:: What the exercise asks ::
In the listing below, change "moka pot" to "stovetop espresso maker" in the lines starting at the one containing "Target: wooden wall shelf" and ending at the one containing "x=432 y=319". Return only those lines, with nothing else altered.

:: Items ::
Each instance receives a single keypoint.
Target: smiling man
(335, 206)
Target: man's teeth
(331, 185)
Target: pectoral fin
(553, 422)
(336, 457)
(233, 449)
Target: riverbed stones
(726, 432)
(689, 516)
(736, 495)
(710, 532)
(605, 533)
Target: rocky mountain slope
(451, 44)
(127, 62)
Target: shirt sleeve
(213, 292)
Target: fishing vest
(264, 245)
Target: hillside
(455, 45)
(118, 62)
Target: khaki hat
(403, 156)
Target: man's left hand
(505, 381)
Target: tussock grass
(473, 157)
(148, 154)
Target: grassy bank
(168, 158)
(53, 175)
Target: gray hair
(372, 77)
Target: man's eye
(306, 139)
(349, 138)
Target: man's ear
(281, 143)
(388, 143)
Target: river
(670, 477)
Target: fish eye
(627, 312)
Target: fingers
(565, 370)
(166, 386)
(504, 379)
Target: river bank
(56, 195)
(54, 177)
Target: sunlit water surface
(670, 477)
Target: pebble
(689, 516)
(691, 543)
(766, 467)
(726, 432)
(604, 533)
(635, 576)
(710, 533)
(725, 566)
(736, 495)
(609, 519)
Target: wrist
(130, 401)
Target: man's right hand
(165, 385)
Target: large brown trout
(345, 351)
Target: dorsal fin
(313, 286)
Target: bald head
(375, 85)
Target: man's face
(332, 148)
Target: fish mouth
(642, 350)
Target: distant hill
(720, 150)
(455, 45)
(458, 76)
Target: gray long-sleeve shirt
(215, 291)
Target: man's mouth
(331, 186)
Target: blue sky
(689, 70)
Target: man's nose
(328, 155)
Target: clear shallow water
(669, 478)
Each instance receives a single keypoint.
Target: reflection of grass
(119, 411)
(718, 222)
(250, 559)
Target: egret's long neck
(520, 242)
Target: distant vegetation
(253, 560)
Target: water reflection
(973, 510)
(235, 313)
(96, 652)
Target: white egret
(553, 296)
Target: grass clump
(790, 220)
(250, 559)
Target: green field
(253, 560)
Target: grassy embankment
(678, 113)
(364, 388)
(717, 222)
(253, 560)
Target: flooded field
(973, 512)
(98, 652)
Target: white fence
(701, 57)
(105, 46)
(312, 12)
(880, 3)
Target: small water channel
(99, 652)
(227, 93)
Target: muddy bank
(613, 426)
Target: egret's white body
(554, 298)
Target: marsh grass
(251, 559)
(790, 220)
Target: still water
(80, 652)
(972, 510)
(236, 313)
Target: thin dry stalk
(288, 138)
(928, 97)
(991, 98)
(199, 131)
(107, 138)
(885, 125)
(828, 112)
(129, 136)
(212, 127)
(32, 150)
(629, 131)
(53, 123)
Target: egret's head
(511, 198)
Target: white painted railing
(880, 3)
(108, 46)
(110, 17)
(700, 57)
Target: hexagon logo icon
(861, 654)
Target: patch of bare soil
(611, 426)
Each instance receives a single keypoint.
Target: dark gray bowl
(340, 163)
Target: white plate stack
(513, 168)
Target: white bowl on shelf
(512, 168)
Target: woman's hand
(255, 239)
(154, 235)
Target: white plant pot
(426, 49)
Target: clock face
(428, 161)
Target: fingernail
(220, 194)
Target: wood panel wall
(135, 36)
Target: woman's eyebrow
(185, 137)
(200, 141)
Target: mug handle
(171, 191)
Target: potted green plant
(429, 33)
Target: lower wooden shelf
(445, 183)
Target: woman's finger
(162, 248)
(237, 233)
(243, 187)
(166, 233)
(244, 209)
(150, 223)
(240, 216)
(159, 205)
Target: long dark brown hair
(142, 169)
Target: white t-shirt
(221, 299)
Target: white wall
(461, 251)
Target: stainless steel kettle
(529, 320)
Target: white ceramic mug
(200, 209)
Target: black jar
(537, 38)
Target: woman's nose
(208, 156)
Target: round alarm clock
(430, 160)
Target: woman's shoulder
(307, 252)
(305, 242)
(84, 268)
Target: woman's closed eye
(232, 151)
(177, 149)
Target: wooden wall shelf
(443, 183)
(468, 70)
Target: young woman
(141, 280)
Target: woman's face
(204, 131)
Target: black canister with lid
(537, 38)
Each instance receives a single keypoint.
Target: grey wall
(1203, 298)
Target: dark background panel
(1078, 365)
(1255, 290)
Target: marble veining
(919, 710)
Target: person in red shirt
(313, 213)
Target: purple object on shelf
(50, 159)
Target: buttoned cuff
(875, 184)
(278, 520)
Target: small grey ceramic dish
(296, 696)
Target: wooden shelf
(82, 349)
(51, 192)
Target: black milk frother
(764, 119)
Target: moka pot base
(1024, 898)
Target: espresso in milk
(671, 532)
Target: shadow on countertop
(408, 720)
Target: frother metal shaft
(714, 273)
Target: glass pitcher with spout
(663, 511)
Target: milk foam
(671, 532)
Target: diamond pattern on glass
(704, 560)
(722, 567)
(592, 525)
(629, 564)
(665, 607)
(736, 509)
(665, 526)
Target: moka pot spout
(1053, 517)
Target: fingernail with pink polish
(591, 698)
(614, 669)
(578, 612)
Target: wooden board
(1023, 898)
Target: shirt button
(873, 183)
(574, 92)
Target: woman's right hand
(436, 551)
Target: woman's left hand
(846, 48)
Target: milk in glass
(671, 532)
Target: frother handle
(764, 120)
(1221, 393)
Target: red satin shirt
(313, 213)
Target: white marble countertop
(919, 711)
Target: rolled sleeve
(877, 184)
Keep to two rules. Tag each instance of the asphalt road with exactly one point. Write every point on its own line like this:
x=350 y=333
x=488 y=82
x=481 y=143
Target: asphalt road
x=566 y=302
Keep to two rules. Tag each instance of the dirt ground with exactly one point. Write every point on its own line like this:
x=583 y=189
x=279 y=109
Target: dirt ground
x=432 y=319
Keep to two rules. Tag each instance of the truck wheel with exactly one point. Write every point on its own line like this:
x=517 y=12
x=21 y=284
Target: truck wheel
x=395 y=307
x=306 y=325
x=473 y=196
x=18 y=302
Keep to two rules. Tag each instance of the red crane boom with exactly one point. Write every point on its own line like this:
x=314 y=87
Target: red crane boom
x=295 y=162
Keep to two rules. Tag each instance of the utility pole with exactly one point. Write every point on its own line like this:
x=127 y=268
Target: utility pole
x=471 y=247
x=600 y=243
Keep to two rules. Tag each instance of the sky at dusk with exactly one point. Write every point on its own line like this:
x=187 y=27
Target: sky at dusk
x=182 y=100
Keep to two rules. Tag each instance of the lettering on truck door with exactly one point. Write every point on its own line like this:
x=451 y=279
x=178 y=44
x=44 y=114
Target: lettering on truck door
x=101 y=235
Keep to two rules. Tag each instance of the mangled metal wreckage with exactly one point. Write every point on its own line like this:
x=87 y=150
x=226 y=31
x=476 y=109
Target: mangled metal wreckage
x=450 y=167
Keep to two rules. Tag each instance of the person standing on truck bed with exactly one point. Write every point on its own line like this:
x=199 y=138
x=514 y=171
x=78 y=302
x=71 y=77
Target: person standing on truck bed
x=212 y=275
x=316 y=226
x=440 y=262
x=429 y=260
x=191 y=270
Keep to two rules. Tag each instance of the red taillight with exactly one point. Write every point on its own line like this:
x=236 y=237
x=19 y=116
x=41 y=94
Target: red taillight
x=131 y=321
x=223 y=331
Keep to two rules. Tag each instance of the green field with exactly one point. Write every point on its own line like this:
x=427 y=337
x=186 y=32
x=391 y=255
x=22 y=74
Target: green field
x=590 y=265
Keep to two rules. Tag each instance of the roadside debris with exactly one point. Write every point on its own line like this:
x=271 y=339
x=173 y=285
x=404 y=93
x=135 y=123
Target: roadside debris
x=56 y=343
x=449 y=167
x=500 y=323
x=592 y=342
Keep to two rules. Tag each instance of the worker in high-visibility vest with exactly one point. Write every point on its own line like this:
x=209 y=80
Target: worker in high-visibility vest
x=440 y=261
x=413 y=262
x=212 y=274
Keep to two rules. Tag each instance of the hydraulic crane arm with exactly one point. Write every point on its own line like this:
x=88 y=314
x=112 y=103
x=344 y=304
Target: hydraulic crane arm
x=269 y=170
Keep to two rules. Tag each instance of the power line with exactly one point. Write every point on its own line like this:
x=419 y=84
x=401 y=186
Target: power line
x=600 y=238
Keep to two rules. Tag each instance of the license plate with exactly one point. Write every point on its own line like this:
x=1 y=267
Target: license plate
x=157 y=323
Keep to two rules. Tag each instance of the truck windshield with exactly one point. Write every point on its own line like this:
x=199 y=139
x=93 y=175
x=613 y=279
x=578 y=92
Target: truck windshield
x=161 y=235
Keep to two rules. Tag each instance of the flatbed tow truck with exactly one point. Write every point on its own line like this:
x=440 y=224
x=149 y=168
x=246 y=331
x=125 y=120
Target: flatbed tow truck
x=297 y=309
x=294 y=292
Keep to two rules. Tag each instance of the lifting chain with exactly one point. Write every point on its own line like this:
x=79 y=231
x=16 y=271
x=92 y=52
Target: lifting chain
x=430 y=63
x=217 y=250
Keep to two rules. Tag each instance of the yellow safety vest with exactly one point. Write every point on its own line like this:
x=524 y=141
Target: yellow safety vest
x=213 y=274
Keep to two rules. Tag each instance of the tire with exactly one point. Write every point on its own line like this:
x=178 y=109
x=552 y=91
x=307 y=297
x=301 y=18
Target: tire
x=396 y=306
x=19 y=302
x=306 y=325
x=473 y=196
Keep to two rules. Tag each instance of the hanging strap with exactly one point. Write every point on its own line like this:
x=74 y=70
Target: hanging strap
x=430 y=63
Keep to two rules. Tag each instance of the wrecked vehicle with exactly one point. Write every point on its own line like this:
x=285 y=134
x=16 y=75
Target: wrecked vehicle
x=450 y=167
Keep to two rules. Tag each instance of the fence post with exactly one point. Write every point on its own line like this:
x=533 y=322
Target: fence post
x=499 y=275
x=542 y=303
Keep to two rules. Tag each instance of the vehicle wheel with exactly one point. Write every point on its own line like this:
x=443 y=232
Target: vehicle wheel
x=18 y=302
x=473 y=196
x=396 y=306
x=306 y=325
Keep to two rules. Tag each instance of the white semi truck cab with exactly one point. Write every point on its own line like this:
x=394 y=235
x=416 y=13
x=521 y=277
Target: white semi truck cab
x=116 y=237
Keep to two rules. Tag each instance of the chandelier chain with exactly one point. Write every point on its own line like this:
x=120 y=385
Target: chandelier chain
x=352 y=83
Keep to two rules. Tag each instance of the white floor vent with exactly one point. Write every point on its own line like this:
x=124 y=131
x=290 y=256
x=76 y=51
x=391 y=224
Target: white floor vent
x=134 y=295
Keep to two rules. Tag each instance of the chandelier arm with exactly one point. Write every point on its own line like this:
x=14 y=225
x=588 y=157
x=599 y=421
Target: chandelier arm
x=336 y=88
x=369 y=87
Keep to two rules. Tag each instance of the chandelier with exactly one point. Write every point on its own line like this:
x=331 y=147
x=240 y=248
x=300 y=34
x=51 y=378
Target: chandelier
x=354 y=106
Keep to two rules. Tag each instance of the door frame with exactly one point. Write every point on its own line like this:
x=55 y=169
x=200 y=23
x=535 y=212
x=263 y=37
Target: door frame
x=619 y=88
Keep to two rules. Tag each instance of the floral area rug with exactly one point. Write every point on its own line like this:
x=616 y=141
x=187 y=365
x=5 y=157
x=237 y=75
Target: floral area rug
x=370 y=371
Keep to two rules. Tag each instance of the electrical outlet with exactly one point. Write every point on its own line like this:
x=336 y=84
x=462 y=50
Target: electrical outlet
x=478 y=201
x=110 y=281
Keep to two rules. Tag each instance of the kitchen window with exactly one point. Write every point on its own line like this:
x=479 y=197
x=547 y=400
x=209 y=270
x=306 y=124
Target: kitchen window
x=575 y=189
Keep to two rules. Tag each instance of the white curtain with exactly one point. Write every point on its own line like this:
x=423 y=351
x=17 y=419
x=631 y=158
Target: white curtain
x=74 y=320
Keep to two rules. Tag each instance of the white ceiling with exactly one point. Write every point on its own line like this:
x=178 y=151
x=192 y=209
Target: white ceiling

:: Task result ::
Target: wooden wall shelf
(443, 183)
(468, 70)
Target: young woman
(141, 280)
Target: woman's face
(204, 131)
Target: black canister with lid
(537, 38)
Each instance receives a single keypoint.
Target: grey wall
(1203, 298)
Target: dark background panel
(1078, 365)
(1255, 290)
Target: marble veining
(919, 710)
Target: person in red shirt
(313, 213)
Target: purple object on shelf
(50, 159)
Target: buttoned cuff
(875, 184)
(278, 520)
Target: small grey ceramic dish
(296, 696)
Target: wooden shelf
(82, 349)
(51, 192)
Target: black milk frother
(764, 119)
Target: stovetop espresso maker base
(1024, 898)
Target: espresso in milk
(671, 532)
Target: shadow on countertop
(408, 720)
Target: frother metal shaft
(714, 273)
Target: glass pitcher with spout
(663, 511)
Target: milk foam
(671, 532)
Target: diamond pattern on glass
(704, 560)
(722, 567)
(592, 525)
(629, 564)
(665, 607)
(736, 509)
(665, 526)
Target: stovetop espresso maker spout
(1053, 517)
Target: fingernail with pink polish
(591, 698)
(614, 669)
(578, 612)
Target: wooden board
(1023, 898)
Target: shirt button
(873, 183)
(574, 92)
Target: woman's right hand
(436, 551)
Target: woman's left hand
(846, 48)
Target: milk in glass
(671, 532)
Target: frother handle
(764, 120)
(1221, 393)
Target: red satin shirt
(313, 213)
Target: white marble countertop
(919, 711)
Target: rolled sleeve
(877, 184)
Keep to two rules. Tag each instance of the asphalt road with exactly one point. Write every point on its own line like this:
x=350 y=333
x=488 y=82
x=481 y=143
Target: asphalt road
x=566 y=302
Keep to two rules. Tag each instance of the dirt ground with exactly one point. Write every point on its own line like this:
x=583 y=189
x=279 y=109
Target: dirt ground
x=432 y=319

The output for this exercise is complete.